Using the information
a – In the biodiesel text, edit the passage between "Table 15. Product" and "99.9% methanol (recycled)", inclusive, so that "metric ton" becomes "tonne".
b – According to the biodiesel text, what cosolvent does the Biox Process use?
c – List every advantage the biodiesel text gives for converting the batch reactor design into a continuous process.

Text provided
========
Biomedical Engineering Reference
In-Depth Information
For continuous reactor process design, the batch reactor design has been updated to
become a continuous process, which allows for better heat economization, enhanced product
purity, better recovery of excess methanol, less labour requirements for adjusting plant
parameters, and lower per unit capital costs [9]. Most large scale commercial plants use
continuous processing [11]. Continuous processes can be in two forms, using continuous
stirred tank reactors (CSTRs) in series, or using a plug-flow reactor (PFR) as shown in Figure
17. Important in the CSTR process is ensuring that inputs into each CSTR is well mixed. PFR
processes apply intense mixing inside the reactor to achieve a faster reaction time [7].
Table 15. Product information from continuous process [9]
Biodiesel Yield*
>98%
Untreated Crude Glycerine
~130kg of 75-80% glycerine/metric ton product
Fatty matter
<10 kg
Methanol stream
99.9% methanol (recycled)
Water stream (0.2% methanol)
nil
For high Free Fatty Acid Systems, an alternative to the acid catalyzed pre-treatment in
the conventional method is required. A caustic is added to the feedstock that creates soaps
which are removed using a centrifuge. This is called “caustic stripping.” [7]
The Biox Process was nearing commercialization in 2004 [7]. It utilises tetrahydrofuran
(THF) as a cosolvent to improve the miscibility of methanol in the triglyceride. Since THF
has a boiling point near methanol, both can be recovered in the same step [7]. A recently
developed process for producing biodiesel is the
McGyan Process
. The inventors propose that
this process eliminates many of the downsides of the typical batch reactor process [42]. This
process combines the alcohol and feedstock at high pressure and temperature into a
continuous fixed bed reactor. The reactor is filled with solid metal oxide catalyst. Both
transesterfication and esterification occur simultaneously in this reactor, so feedstock with
any percentage of FFA can be used [43]. After reaction, the product stream is cooled in a heat
exchanger that takes the heat to increase the temperature in the feed. The product stream is
then put through a polishing unit called the Easy Fatty Acid Removal (E-FAR) system [18].
========
Point localization data
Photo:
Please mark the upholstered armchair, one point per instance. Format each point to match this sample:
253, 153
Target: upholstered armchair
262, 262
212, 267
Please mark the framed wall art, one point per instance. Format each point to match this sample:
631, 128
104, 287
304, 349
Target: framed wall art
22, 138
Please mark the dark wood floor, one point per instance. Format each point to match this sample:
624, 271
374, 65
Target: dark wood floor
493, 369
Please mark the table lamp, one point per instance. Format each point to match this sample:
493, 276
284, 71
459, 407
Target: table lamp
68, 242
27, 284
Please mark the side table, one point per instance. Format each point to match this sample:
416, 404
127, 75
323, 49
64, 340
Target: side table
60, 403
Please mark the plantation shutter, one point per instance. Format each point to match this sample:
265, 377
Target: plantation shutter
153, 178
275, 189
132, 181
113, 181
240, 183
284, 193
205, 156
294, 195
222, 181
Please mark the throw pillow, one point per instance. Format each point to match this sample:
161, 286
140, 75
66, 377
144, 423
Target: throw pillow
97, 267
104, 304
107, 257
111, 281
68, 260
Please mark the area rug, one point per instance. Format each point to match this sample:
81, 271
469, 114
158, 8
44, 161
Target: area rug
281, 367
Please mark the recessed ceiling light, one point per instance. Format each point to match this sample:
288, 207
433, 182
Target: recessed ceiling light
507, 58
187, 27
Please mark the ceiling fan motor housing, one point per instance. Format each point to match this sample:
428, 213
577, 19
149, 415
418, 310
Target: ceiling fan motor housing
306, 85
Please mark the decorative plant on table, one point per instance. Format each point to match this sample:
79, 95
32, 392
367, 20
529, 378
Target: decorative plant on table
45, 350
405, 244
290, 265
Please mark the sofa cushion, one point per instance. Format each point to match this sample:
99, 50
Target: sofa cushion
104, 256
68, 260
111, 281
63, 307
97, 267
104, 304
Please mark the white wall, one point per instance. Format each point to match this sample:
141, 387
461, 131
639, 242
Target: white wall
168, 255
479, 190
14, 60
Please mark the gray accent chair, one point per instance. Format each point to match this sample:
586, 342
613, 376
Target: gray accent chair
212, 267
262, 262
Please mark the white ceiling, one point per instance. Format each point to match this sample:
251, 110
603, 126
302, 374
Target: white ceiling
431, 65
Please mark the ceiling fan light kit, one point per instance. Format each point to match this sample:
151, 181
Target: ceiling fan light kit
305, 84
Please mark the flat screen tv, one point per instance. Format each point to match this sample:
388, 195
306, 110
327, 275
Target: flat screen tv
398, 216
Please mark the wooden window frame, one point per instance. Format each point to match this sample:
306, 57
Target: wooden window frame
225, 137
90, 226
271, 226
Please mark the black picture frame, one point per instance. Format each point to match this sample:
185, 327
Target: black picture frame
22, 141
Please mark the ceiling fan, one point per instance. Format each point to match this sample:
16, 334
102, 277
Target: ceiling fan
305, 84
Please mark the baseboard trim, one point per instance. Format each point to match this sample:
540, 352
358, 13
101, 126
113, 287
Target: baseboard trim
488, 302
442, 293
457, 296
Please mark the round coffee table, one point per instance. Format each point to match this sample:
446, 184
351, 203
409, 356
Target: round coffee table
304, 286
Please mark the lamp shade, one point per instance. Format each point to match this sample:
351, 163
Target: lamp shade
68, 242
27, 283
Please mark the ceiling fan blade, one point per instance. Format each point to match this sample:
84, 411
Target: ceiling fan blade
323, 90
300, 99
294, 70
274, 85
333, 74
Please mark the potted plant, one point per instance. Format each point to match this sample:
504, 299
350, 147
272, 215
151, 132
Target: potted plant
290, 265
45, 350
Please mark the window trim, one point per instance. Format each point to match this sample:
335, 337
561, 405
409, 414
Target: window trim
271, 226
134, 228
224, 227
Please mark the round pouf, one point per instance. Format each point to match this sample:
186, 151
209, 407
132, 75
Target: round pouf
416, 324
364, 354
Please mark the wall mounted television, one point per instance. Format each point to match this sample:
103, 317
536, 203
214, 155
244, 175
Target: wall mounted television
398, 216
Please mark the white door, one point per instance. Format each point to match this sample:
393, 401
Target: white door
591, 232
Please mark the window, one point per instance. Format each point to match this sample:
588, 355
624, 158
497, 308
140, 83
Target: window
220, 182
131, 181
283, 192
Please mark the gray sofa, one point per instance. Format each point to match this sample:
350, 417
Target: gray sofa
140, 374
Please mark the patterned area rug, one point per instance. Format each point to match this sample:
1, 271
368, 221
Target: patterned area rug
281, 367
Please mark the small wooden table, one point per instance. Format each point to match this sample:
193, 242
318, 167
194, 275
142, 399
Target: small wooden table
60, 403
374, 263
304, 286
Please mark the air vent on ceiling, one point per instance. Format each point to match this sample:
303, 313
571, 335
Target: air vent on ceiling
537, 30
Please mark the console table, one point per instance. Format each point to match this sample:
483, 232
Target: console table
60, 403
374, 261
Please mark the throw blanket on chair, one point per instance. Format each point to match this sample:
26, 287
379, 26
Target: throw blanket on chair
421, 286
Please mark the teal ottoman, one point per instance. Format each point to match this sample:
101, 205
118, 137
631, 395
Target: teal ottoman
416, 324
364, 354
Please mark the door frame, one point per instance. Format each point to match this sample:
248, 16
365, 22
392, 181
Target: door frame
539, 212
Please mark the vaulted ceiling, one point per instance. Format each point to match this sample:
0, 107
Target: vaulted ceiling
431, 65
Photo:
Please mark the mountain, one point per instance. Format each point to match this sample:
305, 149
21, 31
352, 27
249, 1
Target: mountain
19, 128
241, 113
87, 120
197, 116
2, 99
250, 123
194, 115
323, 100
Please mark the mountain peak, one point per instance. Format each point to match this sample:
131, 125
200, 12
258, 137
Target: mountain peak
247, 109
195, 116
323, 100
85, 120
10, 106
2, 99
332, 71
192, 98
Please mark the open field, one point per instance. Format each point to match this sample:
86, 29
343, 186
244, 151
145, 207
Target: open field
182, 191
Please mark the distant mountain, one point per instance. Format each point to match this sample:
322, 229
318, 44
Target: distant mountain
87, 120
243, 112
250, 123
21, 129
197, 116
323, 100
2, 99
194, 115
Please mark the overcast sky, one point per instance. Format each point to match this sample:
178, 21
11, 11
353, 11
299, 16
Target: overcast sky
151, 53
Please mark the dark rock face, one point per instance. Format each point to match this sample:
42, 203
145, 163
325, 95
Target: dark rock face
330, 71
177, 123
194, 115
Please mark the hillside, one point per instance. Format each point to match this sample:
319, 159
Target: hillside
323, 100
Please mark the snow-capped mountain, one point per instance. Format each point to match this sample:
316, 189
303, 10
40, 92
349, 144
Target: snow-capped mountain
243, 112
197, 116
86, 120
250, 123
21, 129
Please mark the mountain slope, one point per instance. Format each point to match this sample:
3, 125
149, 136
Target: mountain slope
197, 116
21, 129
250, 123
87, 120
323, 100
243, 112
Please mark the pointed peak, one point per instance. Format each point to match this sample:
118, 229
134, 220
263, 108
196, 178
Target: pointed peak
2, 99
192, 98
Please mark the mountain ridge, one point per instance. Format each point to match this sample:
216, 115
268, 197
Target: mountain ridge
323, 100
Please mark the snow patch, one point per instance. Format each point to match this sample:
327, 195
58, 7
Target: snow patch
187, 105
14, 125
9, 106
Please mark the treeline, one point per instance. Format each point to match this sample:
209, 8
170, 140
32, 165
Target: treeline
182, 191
========
Responses per task
a –
Table 15. Product information from continuous process [9]
Biodiesel Yield*
>98%
Untreated Crude Glycerine
~130kg of 75-80% glycerine/tonne product
Fatty matter
<10 kg
Methanol stream
99.9% methanol (recycled)

b – Tetrahydrofuran (THF).

c –
- Better heat economization
- Enhanced product purity
- Better recovery of excess methanol
- Less labour requirements for adjusting plant parameters
- Lower per unit capital costs